* [Written exercise]:
Could you turn the stretch of the entries from the line containing "Please provide the mask of every instance of the building" through the line containing "[[40,54],[59,45],[30,37],[14,39],[0,44],[0,96],[11,81]]" into a numbered list, skipping blank lines and leaving out the pictures?

--- Start ---

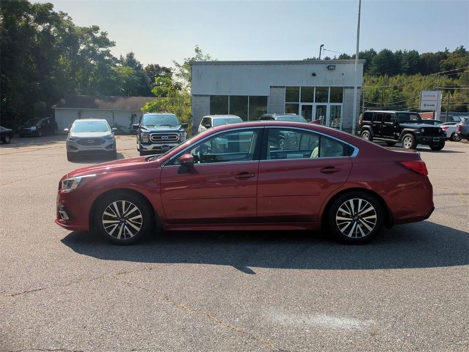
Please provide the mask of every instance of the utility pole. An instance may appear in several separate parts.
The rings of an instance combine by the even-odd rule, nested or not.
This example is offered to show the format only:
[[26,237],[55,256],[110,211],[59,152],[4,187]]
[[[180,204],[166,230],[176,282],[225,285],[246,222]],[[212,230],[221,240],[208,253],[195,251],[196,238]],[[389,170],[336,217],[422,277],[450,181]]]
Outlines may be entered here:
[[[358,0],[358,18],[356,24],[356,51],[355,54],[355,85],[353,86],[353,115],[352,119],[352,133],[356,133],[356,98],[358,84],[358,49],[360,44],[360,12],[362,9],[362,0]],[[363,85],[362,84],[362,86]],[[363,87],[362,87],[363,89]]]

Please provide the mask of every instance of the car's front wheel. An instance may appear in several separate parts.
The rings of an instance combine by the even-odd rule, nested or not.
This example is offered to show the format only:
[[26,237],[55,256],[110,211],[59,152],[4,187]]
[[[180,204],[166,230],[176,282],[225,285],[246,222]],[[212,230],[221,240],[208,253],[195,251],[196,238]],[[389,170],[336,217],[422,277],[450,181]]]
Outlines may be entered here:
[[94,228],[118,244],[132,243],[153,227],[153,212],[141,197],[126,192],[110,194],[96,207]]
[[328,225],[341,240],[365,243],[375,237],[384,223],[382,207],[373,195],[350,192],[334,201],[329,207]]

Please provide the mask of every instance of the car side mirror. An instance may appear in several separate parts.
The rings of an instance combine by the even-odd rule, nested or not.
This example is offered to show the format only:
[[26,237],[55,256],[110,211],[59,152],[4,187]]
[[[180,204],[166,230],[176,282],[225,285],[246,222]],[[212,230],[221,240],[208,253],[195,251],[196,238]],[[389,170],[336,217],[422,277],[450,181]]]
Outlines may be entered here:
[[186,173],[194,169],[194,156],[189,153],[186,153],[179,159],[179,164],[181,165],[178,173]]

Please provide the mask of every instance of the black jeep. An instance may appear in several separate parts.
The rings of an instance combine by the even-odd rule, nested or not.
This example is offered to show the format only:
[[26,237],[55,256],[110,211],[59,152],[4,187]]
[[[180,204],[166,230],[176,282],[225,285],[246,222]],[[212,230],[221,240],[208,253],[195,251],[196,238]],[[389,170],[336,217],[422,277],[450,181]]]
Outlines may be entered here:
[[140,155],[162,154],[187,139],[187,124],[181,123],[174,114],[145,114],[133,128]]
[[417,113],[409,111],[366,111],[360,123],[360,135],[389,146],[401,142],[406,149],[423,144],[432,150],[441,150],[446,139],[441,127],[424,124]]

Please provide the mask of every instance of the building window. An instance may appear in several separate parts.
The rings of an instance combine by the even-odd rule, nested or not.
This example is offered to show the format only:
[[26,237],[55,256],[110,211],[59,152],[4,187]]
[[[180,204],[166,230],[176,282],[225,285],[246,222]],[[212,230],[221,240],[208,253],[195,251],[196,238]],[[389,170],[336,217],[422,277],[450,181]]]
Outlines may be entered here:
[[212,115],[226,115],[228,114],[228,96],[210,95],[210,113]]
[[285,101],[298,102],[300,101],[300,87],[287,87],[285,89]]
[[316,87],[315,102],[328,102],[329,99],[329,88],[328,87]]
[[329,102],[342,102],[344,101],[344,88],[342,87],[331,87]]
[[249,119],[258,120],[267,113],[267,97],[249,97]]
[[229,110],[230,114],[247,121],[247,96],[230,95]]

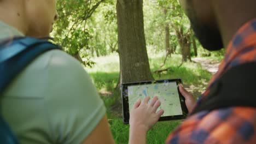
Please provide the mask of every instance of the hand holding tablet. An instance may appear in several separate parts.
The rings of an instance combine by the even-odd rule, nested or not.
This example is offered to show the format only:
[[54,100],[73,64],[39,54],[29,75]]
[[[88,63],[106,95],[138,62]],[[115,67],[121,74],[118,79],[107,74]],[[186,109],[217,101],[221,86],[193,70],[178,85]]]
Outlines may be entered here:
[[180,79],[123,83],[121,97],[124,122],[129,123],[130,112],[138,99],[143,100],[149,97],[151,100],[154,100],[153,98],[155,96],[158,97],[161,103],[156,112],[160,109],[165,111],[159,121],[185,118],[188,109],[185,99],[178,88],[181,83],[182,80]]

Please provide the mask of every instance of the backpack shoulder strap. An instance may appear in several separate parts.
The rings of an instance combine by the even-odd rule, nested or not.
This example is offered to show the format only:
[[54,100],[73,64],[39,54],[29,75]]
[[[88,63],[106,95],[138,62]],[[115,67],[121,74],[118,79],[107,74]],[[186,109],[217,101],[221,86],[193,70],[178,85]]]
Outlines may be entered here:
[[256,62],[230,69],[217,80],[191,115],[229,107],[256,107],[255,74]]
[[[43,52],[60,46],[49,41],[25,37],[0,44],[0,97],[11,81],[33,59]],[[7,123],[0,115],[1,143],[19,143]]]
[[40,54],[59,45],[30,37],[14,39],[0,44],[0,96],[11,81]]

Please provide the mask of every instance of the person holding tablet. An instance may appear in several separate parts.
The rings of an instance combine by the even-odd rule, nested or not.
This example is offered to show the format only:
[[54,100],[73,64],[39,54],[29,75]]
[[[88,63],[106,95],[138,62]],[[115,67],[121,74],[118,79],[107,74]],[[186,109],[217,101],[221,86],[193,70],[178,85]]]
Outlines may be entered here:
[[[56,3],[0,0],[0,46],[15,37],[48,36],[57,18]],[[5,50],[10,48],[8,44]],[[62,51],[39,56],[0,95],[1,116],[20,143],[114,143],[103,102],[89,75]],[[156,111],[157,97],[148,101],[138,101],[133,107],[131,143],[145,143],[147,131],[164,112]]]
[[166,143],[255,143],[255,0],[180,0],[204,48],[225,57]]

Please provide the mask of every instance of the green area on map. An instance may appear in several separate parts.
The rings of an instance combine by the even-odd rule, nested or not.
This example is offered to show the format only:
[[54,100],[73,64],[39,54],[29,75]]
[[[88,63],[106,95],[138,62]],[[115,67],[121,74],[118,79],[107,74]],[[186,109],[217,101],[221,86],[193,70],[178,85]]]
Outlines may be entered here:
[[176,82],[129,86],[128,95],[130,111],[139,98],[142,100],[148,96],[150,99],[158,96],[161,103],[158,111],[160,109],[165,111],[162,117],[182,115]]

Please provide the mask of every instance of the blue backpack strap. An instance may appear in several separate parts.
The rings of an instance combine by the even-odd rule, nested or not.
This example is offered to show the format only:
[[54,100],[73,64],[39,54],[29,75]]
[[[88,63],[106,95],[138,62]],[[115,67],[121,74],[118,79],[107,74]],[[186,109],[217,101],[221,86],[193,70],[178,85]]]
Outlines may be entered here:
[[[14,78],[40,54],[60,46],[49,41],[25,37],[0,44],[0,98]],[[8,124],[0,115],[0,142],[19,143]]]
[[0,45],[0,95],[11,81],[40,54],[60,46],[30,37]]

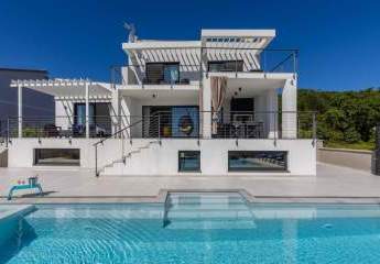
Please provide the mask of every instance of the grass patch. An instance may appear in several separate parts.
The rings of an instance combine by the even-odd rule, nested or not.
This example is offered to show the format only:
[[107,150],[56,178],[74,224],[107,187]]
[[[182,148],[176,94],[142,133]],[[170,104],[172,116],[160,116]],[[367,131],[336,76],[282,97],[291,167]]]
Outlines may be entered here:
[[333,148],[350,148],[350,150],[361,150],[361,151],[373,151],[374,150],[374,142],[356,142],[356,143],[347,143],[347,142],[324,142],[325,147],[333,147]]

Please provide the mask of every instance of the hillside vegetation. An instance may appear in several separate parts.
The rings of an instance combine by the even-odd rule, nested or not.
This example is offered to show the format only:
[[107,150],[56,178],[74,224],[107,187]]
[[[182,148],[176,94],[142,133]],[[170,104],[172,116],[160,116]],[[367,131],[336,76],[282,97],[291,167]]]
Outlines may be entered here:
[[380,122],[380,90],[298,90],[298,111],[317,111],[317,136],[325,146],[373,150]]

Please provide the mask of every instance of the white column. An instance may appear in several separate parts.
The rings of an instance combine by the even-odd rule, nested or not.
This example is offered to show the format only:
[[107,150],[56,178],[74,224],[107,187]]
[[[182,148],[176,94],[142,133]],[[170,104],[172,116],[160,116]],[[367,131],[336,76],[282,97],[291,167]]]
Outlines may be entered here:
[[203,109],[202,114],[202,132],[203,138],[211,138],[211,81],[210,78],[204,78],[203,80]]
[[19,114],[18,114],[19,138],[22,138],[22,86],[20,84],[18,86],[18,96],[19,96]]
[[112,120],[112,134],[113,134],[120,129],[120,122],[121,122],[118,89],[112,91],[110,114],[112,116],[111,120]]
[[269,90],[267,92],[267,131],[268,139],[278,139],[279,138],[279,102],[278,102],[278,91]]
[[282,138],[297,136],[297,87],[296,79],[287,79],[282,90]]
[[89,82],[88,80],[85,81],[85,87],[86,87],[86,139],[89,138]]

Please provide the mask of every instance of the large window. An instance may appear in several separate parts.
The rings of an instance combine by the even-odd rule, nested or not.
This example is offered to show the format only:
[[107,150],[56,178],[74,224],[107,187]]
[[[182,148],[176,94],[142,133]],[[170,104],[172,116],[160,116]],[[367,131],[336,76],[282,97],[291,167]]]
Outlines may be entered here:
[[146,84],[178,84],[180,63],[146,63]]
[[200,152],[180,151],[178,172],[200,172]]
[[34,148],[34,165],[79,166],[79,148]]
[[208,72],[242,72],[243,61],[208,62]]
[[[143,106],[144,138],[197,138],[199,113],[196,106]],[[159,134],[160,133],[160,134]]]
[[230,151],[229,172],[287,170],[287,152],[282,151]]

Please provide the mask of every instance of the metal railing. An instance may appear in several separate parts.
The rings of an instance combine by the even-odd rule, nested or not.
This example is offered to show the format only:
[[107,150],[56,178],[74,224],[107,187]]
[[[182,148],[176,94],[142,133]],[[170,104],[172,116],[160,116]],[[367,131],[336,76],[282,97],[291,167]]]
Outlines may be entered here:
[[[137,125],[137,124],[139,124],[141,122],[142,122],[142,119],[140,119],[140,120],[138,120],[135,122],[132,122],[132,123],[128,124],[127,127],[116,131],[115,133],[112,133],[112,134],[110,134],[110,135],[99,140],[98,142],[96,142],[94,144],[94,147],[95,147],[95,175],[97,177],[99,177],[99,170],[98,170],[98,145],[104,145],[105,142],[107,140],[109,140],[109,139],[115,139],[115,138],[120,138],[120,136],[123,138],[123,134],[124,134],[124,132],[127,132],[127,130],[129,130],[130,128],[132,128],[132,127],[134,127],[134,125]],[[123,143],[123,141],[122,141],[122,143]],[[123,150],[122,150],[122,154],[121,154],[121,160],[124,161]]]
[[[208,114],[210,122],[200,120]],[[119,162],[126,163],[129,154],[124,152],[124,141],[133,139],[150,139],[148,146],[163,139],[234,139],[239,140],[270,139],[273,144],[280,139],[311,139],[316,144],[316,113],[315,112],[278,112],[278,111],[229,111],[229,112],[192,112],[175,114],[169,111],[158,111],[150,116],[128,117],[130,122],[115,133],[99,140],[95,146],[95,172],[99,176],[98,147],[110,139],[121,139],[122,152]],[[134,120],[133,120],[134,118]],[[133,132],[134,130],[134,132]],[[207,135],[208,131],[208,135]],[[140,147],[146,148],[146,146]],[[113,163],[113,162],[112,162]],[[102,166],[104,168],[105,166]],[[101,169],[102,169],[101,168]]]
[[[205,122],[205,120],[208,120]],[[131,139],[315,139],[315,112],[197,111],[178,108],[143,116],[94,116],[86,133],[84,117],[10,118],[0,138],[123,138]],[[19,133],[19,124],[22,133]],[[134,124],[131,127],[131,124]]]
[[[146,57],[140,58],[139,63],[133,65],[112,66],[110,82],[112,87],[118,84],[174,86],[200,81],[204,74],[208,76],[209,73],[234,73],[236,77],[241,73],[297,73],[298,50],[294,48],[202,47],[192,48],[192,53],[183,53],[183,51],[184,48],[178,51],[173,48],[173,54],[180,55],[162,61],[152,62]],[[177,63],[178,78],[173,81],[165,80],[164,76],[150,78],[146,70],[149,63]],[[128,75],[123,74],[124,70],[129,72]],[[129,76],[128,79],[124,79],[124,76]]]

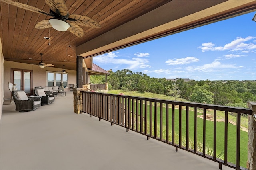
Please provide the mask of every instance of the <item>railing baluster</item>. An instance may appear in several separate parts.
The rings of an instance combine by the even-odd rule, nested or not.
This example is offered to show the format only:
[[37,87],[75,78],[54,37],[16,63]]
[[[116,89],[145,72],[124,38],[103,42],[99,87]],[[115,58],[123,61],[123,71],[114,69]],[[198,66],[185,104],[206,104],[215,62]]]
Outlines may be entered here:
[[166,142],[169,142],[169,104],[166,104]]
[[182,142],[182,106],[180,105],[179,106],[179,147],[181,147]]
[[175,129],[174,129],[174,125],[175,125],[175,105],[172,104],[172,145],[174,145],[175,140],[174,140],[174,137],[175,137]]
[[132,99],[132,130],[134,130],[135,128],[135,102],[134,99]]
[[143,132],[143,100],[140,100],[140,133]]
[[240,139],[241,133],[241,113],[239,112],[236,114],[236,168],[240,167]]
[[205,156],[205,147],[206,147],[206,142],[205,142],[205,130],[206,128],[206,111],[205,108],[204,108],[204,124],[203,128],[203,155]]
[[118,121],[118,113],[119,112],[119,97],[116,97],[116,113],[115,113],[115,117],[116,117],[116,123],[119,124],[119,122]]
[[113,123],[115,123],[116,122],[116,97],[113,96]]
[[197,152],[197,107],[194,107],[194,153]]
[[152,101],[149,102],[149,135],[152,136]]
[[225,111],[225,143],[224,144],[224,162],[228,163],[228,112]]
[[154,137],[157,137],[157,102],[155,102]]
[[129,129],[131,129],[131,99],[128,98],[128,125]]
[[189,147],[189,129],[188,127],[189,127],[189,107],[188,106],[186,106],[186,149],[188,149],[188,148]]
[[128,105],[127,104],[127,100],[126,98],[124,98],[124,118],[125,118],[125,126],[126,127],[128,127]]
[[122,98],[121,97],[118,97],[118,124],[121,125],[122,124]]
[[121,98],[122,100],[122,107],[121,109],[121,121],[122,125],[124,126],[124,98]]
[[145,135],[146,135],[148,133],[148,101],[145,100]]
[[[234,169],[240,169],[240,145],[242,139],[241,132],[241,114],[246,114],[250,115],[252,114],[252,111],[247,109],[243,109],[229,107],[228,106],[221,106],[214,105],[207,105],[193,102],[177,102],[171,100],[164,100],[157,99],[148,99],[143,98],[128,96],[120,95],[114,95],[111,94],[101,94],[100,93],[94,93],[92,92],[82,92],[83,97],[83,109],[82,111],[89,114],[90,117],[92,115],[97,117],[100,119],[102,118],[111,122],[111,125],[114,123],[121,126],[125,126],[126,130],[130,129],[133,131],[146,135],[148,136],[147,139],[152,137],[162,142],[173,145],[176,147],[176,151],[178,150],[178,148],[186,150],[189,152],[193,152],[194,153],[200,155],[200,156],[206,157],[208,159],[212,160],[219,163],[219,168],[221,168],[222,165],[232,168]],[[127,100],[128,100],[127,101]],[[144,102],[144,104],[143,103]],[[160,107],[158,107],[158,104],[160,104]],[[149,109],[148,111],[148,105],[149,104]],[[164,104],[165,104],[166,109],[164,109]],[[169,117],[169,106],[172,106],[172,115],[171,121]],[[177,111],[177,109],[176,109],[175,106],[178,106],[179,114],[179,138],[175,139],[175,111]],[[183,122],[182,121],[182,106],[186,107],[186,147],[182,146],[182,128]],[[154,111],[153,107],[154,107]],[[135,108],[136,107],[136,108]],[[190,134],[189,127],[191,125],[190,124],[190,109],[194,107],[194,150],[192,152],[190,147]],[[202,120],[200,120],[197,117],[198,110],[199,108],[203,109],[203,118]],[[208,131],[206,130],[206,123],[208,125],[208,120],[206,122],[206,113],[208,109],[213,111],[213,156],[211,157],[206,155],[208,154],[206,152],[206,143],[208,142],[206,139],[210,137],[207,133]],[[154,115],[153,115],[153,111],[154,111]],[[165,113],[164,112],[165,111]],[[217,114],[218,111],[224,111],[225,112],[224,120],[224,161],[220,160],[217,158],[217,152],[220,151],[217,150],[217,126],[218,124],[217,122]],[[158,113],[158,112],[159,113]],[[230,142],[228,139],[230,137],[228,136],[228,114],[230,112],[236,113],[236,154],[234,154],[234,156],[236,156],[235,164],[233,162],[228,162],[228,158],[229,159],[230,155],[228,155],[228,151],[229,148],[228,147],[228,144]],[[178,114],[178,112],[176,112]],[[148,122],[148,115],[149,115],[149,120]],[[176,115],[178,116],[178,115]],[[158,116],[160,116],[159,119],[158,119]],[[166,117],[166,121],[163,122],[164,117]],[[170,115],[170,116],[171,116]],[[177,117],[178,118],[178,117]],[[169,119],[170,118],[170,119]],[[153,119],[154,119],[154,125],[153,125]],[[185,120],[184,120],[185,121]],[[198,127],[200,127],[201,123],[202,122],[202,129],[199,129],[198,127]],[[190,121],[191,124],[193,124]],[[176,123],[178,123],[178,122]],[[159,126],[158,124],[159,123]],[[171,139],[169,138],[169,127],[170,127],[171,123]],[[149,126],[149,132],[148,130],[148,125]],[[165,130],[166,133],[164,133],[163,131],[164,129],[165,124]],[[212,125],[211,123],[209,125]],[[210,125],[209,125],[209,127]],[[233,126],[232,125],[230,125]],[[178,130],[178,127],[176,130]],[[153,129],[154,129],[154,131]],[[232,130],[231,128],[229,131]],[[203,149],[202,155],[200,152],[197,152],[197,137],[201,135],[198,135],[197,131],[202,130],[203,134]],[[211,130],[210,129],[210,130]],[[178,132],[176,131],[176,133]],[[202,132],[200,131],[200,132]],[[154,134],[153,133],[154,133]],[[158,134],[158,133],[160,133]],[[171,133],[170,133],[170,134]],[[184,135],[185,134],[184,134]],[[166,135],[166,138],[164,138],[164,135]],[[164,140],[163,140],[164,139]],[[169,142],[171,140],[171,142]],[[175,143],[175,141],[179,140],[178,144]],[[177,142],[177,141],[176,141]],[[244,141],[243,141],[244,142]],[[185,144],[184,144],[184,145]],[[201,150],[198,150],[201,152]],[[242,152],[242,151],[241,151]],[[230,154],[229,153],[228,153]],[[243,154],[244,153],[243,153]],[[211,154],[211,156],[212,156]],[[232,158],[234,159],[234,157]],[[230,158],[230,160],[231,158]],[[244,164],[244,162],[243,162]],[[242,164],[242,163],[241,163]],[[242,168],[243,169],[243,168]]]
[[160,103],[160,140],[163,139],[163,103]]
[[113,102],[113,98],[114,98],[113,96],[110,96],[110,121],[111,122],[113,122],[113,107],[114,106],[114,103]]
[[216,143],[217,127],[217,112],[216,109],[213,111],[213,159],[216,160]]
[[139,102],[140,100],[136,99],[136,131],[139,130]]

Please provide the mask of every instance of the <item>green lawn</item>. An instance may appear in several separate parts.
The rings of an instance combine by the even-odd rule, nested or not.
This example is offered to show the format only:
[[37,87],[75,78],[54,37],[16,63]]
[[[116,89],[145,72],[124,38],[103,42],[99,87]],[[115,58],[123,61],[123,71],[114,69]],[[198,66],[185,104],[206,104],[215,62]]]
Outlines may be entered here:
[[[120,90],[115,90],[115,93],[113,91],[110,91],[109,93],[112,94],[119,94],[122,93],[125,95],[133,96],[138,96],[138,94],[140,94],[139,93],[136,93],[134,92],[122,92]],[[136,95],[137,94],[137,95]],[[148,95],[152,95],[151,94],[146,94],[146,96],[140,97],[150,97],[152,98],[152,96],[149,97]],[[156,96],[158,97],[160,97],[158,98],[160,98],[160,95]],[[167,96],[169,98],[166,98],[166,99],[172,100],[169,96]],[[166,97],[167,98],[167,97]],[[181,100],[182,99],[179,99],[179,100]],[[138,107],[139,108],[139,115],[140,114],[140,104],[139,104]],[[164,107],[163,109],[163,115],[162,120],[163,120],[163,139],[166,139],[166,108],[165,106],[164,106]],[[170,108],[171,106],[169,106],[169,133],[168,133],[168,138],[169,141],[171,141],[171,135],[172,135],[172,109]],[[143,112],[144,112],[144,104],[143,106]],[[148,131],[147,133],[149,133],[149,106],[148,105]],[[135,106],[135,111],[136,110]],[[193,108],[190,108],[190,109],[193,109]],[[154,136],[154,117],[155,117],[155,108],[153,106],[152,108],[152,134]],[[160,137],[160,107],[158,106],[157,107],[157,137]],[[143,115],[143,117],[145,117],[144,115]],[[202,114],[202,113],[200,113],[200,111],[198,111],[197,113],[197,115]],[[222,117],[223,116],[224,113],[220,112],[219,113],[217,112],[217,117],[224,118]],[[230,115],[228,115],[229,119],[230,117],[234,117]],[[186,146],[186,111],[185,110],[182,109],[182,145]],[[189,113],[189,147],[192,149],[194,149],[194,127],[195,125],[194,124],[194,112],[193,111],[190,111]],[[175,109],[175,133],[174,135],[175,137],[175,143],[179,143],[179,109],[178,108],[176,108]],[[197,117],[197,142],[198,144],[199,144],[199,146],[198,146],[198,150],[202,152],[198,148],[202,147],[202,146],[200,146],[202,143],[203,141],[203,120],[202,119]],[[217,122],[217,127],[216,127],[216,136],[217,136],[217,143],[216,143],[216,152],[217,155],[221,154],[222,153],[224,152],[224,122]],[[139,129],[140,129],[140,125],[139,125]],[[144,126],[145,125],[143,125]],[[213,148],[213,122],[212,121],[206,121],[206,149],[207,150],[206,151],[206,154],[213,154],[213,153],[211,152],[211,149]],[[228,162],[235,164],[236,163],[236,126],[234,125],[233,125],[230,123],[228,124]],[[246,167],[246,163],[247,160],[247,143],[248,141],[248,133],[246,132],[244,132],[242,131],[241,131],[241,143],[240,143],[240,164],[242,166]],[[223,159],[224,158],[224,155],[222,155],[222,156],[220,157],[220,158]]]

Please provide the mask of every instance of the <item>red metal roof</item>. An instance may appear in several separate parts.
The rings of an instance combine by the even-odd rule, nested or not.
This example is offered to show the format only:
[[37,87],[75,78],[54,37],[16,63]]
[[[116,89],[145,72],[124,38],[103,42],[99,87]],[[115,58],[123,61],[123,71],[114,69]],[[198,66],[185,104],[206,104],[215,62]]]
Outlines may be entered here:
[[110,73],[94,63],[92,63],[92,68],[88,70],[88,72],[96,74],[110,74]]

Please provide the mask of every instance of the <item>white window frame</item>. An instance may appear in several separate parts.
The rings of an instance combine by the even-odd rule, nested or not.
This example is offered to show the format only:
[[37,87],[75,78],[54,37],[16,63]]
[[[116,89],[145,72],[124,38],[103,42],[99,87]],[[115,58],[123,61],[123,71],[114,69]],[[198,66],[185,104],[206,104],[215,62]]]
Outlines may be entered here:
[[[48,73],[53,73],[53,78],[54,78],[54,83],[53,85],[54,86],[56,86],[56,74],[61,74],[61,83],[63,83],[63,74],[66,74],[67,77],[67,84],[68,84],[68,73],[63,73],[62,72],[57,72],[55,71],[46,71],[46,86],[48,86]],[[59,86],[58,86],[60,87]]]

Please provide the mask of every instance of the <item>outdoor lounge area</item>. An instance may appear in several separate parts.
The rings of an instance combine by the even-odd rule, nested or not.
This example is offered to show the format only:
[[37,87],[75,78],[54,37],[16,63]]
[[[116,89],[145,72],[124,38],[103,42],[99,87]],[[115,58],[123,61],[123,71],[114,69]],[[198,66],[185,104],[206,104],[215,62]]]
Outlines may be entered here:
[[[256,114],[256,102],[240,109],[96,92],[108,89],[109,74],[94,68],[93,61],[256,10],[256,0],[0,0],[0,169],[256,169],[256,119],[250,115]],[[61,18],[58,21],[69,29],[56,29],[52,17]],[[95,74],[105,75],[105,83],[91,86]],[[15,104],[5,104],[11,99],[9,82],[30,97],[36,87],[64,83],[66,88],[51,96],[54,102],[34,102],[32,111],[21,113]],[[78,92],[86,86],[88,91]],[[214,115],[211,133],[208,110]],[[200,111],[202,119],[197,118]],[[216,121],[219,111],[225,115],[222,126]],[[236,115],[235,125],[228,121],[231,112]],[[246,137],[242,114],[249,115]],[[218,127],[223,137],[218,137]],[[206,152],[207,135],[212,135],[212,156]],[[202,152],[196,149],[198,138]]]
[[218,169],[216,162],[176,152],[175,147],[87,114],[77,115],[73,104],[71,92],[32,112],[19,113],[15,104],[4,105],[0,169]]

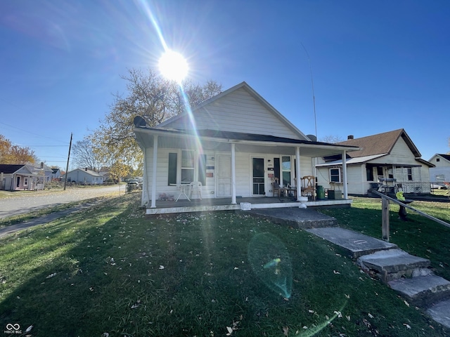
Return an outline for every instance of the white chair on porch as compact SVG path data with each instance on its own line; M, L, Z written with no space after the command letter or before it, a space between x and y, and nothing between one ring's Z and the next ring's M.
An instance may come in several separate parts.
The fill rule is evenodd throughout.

--- End ---

* [Full answer]:
1. Please provide the mask of every instance of the building window. An instance may appear in several separate parts.
2. The rings of an instance combine by the even-odd rule, nested or not.
3. This example is offered to show the format only:
4. [[26,237],[55,256],[110,211],[59,152],[4,187]]
5. [[[180,204],[166,230],[176,282],[225,285],[246,222]],[[212,230],[221,240],[208,253],[195,251],[196,238]],[[389,170],[336,217],[422,277],[450,181]]]
6. Outlines may be entered here:
7. [[212,115],[226,115],[228,114],[228,96],[210,95],[210,113]]
8. [[285,101],[298,102],[300,101],[300,87],[287,87],[285,89]]
9. [[316,87],[315,102],[328,102],[329,99],[329,88],[328,87]]
10. [[329,102],[342,102],[344,101],[344,88],[342,87],[331,87]]
11. [[249,119],[258,120],[267,113],[267,97],[249,97]]
12. [[229,110],[230,114],[247,121],[247,96],[230,95]]
13. Please provide the mask of every instance of the hand holding tablet. An instance may appear in several separate parts.
14. The rings of an instance combine by the even-odd rule, nested or not.
15. This example is offered to show the format only:
16. [[54,100],[73,64],[39,54],[29,75]]
17. [[[88,63],[106,95],[138,62]],[[115,67],[121,74],[118,79],[107,74]],[[186,109],[217,101],[221,86],[193,70],[178,85]]]
18. Outlines may be entered here:
19. [[180,79],[123,83],[121,97],[124,122],[129,123],[130,112],[138,99],[143,100],[149,97],[151,100],[154,100],[153,98],[155,96],[158,97],[161,103],[156,112],[160,109],[165,111],[159,121],[185,118],[188,109],[185,99],[178,88],[181,83],[182,80]]
20. Please provide the mask of every instance of the backpack shoulder strap. An instance may appear in several separate parts.
21. The rings of an instance combine by the even-odd rule, nested or not.
22. This example is offered to show the format only:
23. [[54,100],[73,64],[39,54],[29,75]]
24. [[[88,63],[106,95],[138,62]],[[115,67],[121,74],[118,79],[107,74]],[[186,109],[217,101],[221,86],[193,70],[178,85]]]
25. Outlines may be entered here:
26. [[256,62],[230,69],[217,80],[191,115],[229,107],[256,107],[255,74]]
27. [[[43,52],[60,46],[49,41],[25,37],[0,44],[0,97],[11,81],[33,59]],[[7,123],[0,115],[1,143],[19,143]]]
28. [[40,54],[59,45],[30,37],[14,39],[0,44],[0,96],[11,81]]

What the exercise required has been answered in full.